> _Task requirements_:
Could you switch "white plastic chair" to "white folding chair" and repeat only the lines of the data from the line with "Could you please indicate the orange cap" up to and including the line with "(1183, 783)", with everything else left as it stands?

>> start Information shown

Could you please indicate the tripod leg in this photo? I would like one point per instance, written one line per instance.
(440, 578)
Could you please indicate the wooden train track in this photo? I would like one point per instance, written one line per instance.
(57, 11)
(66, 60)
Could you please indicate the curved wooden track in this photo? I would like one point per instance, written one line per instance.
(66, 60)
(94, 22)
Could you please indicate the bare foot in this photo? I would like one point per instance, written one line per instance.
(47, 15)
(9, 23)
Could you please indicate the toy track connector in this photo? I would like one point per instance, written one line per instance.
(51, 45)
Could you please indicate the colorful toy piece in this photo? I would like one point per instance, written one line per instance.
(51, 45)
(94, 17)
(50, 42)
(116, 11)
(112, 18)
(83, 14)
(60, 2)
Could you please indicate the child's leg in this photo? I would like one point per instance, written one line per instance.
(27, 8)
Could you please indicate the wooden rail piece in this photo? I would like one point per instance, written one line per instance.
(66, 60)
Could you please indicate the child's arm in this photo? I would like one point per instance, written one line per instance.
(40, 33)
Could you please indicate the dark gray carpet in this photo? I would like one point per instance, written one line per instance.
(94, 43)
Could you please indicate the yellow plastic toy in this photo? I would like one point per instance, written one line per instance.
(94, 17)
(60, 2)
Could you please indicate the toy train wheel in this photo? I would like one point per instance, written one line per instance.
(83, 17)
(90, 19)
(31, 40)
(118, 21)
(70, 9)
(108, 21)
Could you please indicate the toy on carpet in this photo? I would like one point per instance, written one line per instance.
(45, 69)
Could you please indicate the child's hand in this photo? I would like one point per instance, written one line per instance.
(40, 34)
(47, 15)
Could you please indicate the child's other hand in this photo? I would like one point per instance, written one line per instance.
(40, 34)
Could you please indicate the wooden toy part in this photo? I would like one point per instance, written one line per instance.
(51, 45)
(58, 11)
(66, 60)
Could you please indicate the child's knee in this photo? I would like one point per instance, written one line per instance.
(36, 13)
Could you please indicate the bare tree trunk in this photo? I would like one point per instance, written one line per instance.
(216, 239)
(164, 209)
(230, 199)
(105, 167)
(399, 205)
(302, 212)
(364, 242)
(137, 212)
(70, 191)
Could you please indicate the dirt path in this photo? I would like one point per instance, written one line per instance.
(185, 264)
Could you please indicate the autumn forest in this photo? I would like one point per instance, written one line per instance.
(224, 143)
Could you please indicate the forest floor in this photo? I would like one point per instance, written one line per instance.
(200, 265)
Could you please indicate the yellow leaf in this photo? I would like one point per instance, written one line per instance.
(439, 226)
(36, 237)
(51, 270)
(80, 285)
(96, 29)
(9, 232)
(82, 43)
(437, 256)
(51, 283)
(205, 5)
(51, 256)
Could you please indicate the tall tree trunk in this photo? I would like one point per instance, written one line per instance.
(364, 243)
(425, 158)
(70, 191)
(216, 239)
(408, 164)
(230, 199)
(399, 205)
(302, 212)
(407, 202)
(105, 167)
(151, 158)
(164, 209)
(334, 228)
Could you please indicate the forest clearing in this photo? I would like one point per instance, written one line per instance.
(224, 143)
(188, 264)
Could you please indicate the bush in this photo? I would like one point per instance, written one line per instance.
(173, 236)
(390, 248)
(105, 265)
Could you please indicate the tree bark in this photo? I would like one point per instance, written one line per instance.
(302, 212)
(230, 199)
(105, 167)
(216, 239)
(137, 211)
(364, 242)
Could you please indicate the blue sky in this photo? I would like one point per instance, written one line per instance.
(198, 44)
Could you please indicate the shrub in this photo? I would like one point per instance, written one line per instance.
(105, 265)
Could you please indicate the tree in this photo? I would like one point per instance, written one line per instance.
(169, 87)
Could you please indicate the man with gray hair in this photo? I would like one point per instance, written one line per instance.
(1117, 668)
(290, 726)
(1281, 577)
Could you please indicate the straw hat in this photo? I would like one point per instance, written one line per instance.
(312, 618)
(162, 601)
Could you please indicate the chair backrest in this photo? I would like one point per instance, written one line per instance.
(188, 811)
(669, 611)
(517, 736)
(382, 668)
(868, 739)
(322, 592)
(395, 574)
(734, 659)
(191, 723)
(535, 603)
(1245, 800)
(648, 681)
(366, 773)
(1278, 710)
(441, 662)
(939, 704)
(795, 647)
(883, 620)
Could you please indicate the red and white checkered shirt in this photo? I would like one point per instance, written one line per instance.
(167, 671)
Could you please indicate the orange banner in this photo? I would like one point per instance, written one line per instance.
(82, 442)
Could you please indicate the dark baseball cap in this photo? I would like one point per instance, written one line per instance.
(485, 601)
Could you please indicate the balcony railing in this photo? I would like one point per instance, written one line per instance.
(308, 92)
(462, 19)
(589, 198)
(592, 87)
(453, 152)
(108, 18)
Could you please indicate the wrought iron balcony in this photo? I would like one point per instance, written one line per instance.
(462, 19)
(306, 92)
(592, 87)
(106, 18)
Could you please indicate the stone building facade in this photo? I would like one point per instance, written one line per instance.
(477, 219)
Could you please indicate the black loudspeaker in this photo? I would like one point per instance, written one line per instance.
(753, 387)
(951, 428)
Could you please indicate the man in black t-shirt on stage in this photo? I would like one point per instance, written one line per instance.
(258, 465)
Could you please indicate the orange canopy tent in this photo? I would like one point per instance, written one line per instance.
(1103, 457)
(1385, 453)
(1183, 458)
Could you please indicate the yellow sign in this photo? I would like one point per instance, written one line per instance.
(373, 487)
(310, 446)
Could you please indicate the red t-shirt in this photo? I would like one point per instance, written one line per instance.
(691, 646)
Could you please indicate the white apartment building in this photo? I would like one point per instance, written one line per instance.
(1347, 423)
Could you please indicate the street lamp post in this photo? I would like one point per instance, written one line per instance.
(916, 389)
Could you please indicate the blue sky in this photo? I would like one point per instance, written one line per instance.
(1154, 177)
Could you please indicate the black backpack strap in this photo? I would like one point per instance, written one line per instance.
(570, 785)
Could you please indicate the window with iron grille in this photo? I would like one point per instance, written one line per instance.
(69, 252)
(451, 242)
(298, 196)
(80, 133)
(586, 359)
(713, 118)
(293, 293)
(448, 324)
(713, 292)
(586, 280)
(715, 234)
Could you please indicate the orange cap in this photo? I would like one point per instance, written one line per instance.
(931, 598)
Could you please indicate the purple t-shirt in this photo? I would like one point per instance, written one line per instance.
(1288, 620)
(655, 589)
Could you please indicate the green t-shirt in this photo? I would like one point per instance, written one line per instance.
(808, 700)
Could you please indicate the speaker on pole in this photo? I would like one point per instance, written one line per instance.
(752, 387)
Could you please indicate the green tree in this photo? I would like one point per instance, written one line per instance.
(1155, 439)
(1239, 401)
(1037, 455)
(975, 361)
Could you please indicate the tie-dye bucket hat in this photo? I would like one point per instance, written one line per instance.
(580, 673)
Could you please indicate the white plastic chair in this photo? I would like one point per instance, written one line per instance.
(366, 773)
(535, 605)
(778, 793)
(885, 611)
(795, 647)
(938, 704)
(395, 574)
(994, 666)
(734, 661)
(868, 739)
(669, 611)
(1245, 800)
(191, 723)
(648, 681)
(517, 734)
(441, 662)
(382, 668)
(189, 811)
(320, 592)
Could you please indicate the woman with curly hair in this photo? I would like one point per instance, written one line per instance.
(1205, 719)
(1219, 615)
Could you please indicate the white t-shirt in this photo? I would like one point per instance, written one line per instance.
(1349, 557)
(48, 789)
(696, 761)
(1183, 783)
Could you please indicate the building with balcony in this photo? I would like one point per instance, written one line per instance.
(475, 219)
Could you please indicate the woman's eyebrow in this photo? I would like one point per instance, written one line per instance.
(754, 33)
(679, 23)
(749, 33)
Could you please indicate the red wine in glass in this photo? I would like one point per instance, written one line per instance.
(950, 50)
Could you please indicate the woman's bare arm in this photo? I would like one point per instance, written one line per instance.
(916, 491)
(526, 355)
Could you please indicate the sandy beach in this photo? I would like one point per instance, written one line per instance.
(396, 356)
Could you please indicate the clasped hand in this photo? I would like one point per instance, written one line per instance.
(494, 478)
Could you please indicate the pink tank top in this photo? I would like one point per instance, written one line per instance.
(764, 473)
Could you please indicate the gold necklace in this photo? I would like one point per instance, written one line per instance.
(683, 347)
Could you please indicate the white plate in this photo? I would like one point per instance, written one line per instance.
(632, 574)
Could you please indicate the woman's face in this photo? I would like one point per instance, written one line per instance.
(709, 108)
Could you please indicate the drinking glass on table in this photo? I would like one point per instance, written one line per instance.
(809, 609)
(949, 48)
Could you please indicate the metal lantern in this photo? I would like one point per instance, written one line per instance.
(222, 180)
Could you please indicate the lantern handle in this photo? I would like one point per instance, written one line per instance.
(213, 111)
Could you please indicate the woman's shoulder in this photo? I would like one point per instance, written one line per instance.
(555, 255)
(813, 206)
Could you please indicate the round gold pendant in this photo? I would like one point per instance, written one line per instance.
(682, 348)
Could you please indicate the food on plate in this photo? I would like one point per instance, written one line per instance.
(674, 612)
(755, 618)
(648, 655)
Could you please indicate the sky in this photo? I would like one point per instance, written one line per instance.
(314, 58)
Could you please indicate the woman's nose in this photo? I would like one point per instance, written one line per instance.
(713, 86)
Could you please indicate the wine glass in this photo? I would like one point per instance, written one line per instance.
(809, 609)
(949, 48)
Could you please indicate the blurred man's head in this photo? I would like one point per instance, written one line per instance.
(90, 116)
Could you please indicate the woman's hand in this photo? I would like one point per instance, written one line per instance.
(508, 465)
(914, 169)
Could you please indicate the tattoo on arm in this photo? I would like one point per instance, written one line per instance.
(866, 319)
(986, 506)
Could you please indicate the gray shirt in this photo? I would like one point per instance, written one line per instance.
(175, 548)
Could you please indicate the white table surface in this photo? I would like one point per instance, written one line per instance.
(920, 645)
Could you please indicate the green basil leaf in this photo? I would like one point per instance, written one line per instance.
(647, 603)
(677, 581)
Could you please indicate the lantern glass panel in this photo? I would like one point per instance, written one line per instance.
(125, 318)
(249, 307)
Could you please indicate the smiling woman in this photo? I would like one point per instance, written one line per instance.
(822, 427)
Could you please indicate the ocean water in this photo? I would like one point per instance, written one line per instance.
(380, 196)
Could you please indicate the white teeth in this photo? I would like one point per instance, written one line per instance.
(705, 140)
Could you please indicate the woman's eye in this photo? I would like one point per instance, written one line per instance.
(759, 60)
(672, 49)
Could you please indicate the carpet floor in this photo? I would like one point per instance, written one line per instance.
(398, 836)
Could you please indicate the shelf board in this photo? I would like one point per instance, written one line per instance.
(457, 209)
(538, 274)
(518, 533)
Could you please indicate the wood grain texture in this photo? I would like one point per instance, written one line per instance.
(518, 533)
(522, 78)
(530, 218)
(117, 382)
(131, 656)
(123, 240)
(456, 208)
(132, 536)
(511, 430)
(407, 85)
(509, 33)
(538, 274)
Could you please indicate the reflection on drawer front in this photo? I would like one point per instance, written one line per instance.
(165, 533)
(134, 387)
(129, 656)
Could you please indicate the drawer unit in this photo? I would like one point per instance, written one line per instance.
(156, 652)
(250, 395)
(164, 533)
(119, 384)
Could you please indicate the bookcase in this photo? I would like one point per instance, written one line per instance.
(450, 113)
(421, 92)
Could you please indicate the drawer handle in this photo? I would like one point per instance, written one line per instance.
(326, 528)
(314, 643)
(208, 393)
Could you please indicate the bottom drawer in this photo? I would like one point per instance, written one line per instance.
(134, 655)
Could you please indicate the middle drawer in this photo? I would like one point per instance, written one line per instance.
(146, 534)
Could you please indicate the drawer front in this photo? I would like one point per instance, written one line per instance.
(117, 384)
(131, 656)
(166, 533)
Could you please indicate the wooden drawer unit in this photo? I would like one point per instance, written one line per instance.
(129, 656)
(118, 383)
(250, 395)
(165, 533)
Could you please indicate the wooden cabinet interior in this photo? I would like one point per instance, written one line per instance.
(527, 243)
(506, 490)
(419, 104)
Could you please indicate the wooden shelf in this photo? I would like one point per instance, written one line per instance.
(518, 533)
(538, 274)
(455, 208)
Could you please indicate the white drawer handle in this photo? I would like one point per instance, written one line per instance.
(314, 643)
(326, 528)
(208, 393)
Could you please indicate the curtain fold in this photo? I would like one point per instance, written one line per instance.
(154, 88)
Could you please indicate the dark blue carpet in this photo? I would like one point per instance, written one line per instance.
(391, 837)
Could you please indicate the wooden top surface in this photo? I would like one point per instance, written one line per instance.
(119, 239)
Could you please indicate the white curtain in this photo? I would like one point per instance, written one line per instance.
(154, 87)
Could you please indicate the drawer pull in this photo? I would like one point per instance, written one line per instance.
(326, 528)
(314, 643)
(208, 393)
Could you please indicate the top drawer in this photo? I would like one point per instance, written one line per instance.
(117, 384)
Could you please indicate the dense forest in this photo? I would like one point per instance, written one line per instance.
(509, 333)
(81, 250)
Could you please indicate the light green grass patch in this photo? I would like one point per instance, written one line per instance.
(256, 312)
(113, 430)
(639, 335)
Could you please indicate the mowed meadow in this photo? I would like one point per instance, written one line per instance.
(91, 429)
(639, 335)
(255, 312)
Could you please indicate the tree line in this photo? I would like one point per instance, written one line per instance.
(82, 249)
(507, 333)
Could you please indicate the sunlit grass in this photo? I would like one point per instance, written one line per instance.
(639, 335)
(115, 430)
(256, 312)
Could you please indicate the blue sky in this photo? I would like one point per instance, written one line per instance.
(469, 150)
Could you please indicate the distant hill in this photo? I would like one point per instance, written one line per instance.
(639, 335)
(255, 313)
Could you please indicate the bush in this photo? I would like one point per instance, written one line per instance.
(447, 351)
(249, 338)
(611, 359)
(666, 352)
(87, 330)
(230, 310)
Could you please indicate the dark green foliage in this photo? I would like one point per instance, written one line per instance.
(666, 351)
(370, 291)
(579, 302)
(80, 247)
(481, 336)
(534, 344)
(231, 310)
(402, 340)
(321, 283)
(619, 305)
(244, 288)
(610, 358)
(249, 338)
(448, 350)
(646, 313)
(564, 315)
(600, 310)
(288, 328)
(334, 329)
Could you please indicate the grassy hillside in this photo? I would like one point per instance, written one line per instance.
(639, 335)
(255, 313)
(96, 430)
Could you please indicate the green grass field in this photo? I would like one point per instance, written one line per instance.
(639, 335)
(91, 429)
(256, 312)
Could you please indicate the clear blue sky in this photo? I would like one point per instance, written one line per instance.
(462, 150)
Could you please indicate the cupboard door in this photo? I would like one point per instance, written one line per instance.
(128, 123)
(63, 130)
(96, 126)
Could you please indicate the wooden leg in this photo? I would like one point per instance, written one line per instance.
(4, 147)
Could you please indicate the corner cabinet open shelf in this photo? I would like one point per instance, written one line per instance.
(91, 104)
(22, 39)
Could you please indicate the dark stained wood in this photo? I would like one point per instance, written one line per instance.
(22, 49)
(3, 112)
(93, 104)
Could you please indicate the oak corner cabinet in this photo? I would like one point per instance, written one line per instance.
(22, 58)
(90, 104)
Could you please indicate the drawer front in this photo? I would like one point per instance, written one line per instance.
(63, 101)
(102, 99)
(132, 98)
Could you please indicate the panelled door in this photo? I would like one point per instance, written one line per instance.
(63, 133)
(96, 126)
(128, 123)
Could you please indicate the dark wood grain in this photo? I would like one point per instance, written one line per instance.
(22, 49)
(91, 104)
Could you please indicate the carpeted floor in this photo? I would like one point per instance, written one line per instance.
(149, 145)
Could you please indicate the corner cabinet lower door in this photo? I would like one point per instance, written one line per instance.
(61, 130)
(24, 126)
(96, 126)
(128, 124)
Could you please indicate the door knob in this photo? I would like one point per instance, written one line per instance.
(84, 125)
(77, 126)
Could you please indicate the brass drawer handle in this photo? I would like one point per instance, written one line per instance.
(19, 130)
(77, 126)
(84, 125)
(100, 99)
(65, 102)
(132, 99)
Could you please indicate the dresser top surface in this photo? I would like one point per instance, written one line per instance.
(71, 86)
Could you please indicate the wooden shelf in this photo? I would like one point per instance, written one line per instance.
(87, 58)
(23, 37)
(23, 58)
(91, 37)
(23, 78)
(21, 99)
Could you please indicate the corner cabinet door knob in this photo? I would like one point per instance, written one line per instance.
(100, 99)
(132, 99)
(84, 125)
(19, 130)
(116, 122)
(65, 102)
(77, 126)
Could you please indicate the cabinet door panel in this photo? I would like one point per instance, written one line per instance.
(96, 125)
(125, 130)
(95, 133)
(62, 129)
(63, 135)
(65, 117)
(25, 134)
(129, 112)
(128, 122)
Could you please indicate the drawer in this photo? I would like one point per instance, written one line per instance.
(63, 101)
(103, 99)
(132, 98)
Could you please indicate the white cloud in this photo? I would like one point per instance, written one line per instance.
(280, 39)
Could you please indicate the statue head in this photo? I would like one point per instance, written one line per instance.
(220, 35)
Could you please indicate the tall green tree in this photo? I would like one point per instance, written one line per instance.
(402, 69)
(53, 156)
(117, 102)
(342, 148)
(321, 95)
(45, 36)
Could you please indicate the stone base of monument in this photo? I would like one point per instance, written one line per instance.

>> end Information shown

> _Exercise response_:
Could you please indicate the orange cap in this photo? I would like one point per instance, written one line per instance.
(931, 598)
Could you please indicate the purple t-shirt in this photo? I would like one point per instance, written one line per instance.
(1288, 620)
(655, 589)
Could you please indicate the green t-shirt in this photo? I would like one point per instance, written one line per instance.
(808, 700)
Could you please indicate the speaker on pole in this photo? I would like one point per instance, written one line per instance.
(752, 387)
Could you please indicate the green tree in this photo? I would like one point per instance, written one line per instance.
(1155, 439)
(1239, 401)
(1037, 455)
(975, 361)
Could you please indicate the tie-dye bucket hat in this photo? I would like one point per instance, written one line per instance.
(580, 673)
Could you please indicate the white folding chair in this photo? I would like one point per instance, written one line per instance.
(366, 773)
(535, 605)
(778, 793)
(885, 611)
(795, 647)
(938, 704)
(395, 574)
(994, 666)
(734, 661)
(868, 739)
(669, 611)
(1245, 800)
(191, 723)
(648, 681)
(517, 734)
(441, 662)
(382, 668)
(189, 811)
(320, 592)
Could you please indicate the woman with curly hair in this photo? I would like one point per instance, written one line per instance.
(1205, 719)
(1219, 615)
Could you please indicate the white t-shirt in this photo? I would like one point per instance, written one line per instance.
(1349, 557)
(48, 789)
(696, 761)
(1183, 783)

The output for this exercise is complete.